*** SOURCE MATERIAL ***

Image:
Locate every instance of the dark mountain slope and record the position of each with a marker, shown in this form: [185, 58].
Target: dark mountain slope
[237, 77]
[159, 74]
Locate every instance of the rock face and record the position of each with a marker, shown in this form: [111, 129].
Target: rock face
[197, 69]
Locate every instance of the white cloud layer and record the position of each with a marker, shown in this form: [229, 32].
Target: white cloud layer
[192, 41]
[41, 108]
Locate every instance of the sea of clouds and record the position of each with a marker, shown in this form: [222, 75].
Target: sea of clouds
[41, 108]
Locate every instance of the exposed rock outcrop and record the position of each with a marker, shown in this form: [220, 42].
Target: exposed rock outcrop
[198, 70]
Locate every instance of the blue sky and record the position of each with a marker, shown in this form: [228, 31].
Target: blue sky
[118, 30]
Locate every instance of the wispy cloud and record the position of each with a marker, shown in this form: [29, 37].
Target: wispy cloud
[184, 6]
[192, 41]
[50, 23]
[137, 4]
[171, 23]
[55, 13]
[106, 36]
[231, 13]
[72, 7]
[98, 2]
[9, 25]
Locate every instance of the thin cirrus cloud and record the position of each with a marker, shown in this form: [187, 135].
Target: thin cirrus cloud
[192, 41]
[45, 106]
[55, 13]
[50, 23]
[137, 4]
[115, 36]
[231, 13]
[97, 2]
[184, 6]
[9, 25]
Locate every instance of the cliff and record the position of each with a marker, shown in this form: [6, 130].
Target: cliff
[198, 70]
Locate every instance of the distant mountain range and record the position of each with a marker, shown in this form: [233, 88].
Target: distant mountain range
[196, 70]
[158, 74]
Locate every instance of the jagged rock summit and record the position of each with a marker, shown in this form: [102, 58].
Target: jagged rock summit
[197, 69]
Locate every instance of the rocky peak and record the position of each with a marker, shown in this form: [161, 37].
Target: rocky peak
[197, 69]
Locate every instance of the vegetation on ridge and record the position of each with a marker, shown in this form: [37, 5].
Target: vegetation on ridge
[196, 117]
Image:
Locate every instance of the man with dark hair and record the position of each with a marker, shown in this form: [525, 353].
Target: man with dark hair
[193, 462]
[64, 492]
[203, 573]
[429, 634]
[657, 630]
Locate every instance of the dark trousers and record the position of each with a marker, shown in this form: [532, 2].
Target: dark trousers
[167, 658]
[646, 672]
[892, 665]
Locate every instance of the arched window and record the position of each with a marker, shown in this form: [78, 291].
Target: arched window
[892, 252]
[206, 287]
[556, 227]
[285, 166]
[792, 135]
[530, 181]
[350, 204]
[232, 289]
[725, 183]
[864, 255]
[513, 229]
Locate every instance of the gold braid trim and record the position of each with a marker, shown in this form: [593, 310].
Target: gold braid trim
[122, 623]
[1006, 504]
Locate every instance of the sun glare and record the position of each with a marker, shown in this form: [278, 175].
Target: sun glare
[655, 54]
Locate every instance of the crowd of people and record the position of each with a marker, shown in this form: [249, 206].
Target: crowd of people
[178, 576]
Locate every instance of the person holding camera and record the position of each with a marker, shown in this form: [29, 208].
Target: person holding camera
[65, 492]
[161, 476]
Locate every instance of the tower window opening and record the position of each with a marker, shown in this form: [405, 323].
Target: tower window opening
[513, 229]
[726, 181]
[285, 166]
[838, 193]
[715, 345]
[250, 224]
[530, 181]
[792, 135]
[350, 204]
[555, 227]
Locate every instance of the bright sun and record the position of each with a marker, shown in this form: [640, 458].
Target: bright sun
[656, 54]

***

WHAT NEEDS TO BE DONE: Render each line of the rows above as a JSON list of strings, one string per line, with blank lines omitted.

ANSWER TO THE EXERCISE:
[
  "Image:",
  "Locate every instance of the dark mountain slope and record the position of each with a marker, shown in this form: [185, 58].",
  "Target: dark mountain slope",
  "[237, 77]",
  "[159, 74]",
  "Locate every instance of the rock face and record the position of each with a marker, shown in this form: [111, 129].",
  "Target: rock face",
  "[197, 69]",
  "Locate every instance of the white cloud layer and record the position of each with a marker, shown in this form: [229, 32].",
  "Target: white cloud layer",
  "[192, 41]",
  "[41, 108]",
  "Locate every instance of the sea of clouds and record the position of each with a marker, shown in this form: [222, 75].",
  "Target: sea of clouds",
  "[41, 108]",
  "Locate every instance of the exposed rock outcrop and record the position of each with a marker, shown in this form: [220, 42].",
  "Target: exposed rock outcrop",
  "[198, 70]",
  "Locate every instance of the blue sky and record the position of each with a marker, shown in this form: [228, 31].",
  "Target: blue sky",
  "[118, 30]",
  "Locate every instance of the wispy cloud and record the position of each with a marker, shown in this form: [29, 37].",
  "Target: wispy cloud",
  "[184, 6]",
  "[192, 41]",
  "[50, 23]",
  "[137, 4]",
  "[171, 23]",
  "[55, 13]",
  "[106, 36]",
  "[231, 13]",
  "[72, 7]",
  "[98, 2]",
  "[9, 25]",
  "Locate every instance of the thin cirrus cloud and record the position of each with a marker, shown in this form: [187, 135].",
  "Target: thin cirrus cloud",
  "[192, 41]",
  "[45, 106]",
  "[55, 13]",
  "[50, 23]",
  "[137, 4]",
  "[115, 36]",
  "[231, 13]",
  "[97, 2]",
  "[184, 6]",
  "[9, 25]",
  "Locate every instance of the cliff and record the position of each with a marker, shown in this form: [6, 130].",
  "Target: cliff",
  "[198, 70]",
  "Locate every instance of the distant mountain range and record the position of each with a marker, shown in this form: [233, 88].",
  "Target: distant mountain range",
  "[196, 70]",
  "[158, 74]",
  "Locate every instance of the jagged rock summit and record the position of each with a marker, shown in this form: [102, 58].",
  "Target: jagged rock summit",
  "[197, 69]",
  "Locate every instance of the rocky peak and record the position of each with a marker, shown in this form: [161, 37].",
  "Target: rocky peak",
  "[197, 69]",
  "Locate every instance of the vegetation on ridge and record the position of each with a marker, shown in this form: [37, 5].",
  "Target: vegetation on ridge",
  "[196, 117]",
  "Image:",
  "Locate every instance of the man with dark hair and record the position of each with a marker, shown in this form: [525, 353].",
  "Target: man with dark hair",
  "[193, 462]",
  "[64, 492]",
  "[203, 573]",
  "[429, 634]",
  "[657, 630]",
  "Locate every instance of the dark trousers and record the position of each with a marker, shown in this form: [532, 2].",
  "Target: dark trousers",
  "[167, 658]",
  "[646, 672]",
  "[892, 665]",
  "Locate every instance of the arched window and record the position of each with a marker, shown in this form: [78, 291].",
  "Target: arched window",
  "[892, 252]",
  "[206, 287]",
  "[556, 227]",
  "[285, 166]",
  "[792, 135]",
  "[530, 181]",
  "[350, 204]",
  "[232, 289]",
  "[725, 183]",
  "[864, 255]",
  "[513, 229]",
  "Locate every instance of the gold braid trim and record the position of each with a marker, shown in this form: [593, 310].",
  "Target: gold braid trim",
  "[122, 623]",
  "[1006, 504]",
  "Locate every instance of the sun glare and record the position of each with a marker, shown in this form: [278, 175].",
  "Target: sun glare",
  "[655, 54]",
  "Locate every instance of the crowd of people and record the position of each with a marker, shown in this form: [249, 206].",
  "Target: crowd of people",
  "[178, 576]",
  "Locate every instance of the person holding camera and record the position of each with a marker, shown in this form: [29, 208].",
  "Target: person holding camera",
  "[65, 492]",
  "[161, 476]",
  "Locate every instance of the tower window opening and record the position of each with a marker, shown in this form: [405, 323].",
  "Target: tower window opening",
  "[513, 229]",
  "[726, 181]",
  "[285, 166]",
  "[838, 193]",
  "[715, 345]",
  "[250, 224]",
  "[530, 181]",
  "[792, 135]",
  "[350, 204]",
  "[555, 227]",
  "Locate every instance of the bright sun and record the position of each with a marker, shown in this form: [640, 458].",
  "Target: bright sun",
  "[656, 54]"
]